- INSTRUCTIONS TO FOLLOW: Go through the listing below and report how many lines contain the word "paved"; write no other words.

── RECORDS FOR THIS TASK

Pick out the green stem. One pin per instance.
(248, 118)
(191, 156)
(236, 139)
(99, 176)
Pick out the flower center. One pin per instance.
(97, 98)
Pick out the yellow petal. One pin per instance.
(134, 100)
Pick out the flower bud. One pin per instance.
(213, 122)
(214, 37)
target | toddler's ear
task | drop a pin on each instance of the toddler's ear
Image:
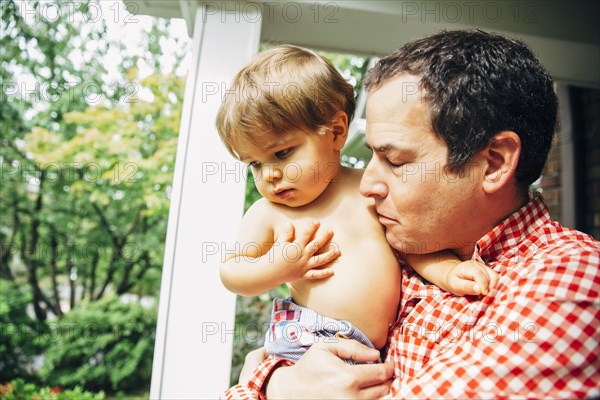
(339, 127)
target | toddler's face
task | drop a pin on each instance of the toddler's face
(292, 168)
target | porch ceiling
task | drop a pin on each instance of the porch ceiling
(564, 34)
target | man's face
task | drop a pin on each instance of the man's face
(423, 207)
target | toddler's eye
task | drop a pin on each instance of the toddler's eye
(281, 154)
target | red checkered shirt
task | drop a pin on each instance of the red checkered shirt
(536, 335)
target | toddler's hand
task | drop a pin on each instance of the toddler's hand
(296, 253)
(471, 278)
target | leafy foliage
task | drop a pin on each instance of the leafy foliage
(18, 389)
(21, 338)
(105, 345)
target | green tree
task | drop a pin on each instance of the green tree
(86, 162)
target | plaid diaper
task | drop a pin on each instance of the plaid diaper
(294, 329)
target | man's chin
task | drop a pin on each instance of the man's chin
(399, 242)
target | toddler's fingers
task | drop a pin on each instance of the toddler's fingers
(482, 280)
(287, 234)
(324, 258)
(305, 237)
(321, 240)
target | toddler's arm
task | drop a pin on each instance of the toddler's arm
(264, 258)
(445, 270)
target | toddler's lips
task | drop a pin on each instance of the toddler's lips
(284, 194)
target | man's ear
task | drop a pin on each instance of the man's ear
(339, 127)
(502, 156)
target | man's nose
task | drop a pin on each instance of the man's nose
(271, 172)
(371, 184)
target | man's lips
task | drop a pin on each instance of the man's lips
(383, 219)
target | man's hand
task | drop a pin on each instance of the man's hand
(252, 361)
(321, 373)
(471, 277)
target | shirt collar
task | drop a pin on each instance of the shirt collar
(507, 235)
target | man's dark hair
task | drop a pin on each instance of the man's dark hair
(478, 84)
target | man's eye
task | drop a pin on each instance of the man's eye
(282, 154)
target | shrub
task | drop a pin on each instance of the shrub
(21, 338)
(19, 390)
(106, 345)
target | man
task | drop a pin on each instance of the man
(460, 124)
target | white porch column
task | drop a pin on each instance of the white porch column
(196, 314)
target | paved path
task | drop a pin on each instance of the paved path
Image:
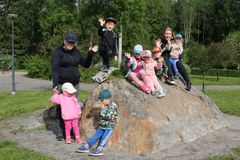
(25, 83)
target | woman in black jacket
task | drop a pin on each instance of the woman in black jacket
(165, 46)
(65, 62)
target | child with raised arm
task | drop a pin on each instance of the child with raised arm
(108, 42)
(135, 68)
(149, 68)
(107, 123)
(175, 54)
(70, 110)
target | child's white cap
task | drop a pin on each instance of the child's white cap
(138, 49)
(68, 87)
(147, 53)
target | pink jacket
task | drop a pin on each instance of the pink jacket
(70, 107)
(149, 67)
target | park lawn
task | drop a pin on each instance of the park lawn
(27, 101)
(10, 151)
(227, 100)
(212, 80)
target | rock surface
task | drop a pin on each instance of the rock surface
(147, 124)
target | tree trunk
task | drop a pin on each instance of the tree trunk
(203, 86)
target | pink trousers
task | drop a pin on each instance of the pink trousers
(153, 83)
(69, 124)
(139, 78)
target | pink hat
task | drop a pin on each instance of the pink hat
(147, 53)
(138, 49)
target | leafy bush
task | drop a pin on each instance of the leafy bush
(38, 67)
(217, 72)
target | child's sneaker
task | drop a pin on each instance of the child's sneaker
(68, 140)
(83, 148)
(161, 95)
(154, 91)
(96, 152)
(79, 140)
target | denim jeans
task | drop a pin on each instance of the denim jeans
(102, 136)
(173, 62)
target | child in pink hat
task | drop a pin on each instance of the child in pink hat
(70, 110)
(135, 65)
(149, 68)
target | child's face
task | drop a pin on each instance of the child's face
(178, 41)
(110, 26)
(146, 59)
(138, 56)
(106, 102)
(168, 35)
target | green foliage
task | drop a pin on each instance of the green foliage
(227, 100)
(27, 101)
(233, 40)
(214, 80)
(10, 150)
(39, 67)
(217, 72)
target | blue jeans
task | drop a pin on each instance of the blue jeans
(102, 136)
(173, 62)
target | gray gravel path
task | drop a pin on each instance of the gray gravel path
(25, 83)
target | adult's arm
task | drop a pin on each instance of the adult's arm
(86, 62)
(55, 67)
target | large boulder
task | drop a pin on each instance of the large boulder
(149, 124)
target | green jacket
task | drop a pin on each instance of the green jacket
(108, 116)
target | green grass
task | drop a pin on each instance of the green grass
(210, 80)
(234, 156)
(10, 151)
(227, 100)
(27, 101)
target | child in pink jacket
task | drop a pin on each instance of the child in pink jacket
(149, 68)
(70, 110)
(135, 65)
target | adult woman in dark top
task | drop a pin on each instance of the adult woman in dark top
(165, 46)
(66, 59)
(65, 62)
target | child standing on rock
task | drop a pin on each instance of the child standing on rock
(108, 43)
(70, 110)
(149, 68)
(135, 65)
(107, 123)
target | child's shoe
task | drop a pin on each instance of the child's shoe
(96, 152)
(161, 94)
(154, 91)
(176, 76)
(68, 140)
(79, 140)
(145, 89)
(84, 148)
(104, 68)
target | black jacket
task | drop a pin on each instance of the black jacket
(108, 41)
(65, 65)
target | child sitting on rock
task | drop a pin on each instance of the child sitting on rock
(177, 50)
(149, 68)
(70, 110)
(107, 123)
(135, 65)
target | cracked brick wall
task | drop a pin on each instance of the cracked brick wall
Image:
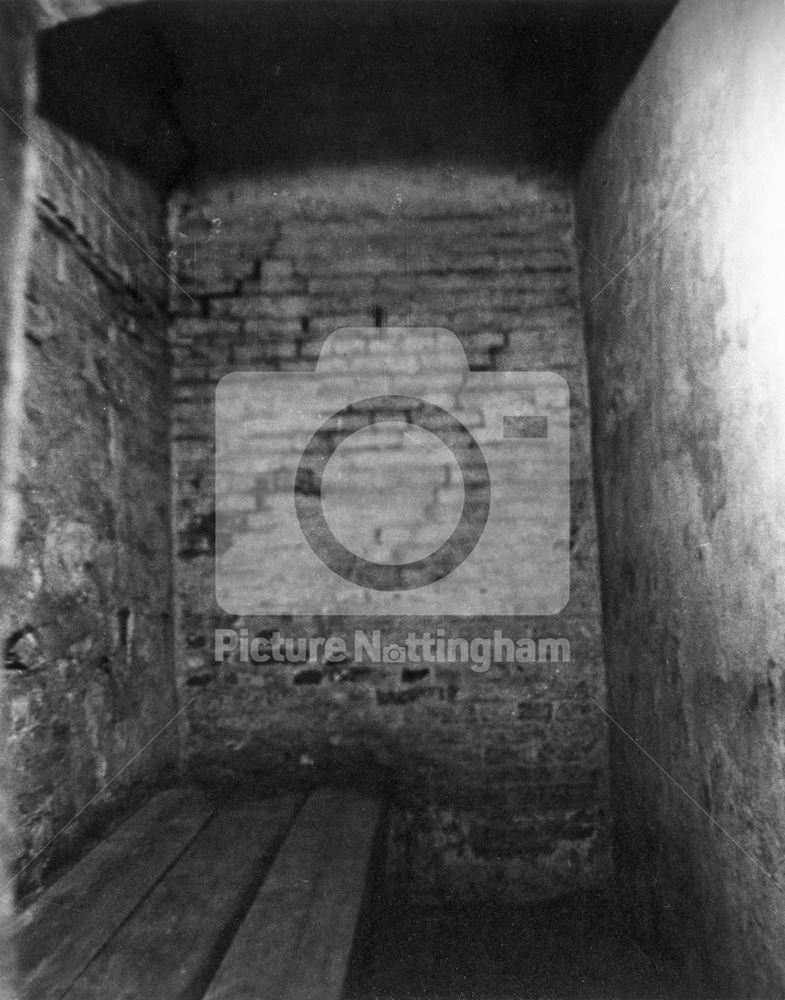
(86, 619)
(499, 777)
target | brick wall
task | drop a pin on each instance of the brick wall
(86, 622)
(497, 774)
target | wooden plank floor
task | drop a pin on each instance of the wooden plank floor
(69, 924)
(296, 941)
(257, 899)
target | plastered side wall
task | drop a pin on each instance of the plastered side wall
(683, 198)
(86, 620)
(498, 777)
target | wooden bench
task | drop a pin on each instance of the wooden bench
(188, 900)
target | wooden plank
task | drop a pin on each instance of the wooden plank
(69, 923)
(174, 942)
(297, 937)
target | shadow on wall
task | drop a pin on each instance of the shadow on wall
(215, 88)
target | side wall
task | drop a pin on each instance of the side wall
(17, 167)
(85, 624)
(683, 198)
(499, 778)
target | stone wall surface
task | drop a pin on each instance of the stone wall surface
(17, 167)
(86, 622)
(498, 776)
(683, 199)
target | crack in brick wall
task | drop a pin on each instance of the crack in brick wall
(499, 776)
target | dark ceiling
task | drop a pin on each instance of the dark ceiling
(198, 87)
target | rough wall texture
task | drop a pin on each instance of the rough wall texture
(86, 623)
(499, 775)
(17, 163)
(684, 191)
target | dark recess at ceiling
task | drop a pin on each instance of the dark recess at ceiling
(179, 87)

────
── RECORDS FOR THIS TASK

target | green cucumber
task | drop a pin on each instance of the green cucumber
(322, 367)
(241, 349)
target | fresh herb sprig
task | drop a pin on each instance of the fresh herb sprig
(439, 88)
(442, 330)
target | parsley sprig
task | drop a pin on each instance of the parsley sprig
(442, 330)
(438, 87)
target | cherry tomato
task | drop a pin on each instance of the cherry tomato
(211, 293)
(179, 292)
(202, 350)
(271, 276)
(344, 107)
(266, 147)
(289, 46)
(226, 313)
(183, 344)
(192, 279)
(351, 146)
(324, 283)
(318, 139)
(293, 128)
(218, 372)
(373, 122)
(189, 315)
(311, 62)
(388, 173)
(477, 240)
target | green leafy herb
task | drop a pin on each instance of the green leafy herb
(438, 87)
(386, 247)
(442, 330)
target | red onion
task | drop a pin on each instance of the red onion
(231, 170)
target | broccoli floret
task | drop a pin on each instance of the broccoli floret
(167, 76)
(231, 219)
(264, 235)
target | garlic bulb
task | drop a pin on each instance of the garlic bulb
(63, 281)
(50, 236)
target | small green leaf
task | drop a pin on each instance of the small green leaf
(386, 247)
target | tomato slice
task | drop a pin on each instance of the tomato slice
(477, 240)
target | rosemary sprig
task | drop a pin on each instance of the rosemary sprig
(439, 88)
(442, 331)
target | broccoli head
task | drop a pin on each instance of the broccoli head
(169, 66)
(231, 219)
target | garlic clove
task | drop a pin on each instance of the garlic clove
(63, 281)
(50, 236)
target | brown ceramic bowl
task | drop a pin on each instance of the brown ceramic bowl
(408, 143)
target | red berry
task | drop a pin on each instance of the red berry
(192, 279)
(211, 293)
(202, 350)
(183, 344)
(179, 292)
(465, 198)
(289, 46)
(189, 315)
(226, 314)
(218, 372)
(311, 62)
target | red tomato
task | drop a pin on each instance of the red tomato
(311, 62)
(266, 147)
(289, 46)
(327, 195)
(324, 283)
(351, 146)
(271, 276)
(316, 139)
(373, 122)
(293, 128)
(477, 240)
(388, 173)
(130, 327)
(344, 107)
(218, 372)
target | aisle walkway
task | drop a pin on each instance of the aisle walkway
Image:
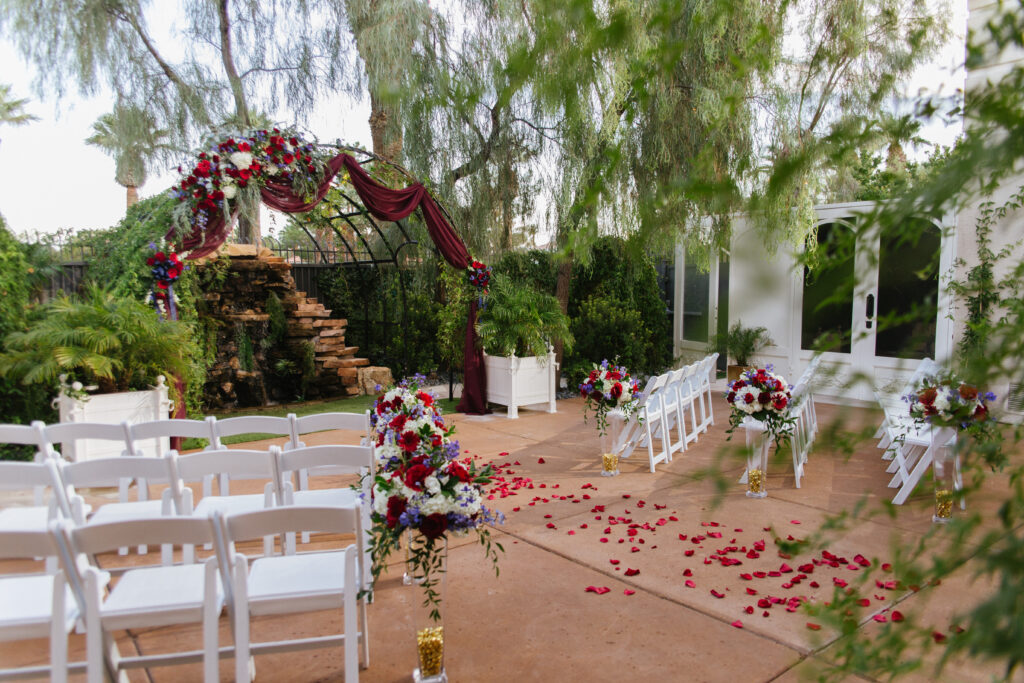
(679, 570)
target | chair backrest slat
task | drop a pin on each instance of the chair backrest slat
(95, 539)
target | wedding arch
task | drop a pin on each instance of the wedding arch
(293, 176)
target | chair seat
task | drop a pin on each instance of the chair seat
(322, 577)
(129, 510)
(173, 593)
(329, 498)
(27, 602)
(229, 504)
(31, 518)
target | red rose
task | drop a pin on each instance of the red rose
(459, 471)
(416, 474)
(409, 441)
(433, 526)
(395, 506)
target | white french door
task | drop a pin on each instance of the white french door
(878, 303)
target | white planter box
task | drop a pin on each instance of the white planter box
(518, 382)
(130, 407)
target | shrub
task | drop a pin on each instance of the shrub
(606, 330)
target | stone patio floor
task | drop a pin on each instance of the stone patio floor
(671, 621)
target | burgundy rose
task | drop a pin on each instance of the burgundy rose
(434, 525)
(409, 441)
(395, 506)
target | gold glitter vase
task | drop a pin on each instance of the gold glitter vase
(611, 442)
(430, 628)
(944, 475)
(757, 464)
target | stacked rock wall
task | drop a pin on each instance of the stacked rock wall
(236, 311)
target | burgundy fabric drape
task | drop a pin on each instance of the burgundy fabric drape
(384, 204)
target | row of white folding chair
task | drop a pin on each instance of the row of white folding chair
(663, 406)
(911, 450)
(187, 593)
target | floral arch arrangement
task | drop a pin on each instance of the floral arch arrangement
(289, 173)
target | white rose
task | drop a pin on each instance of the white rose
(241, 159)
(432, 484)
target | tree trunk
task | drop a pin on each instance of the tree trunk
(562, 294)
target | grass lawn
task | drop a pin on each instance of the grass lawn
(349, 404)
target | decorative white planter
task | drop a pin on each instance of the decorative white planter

────

- OUTPUT BELOW: 2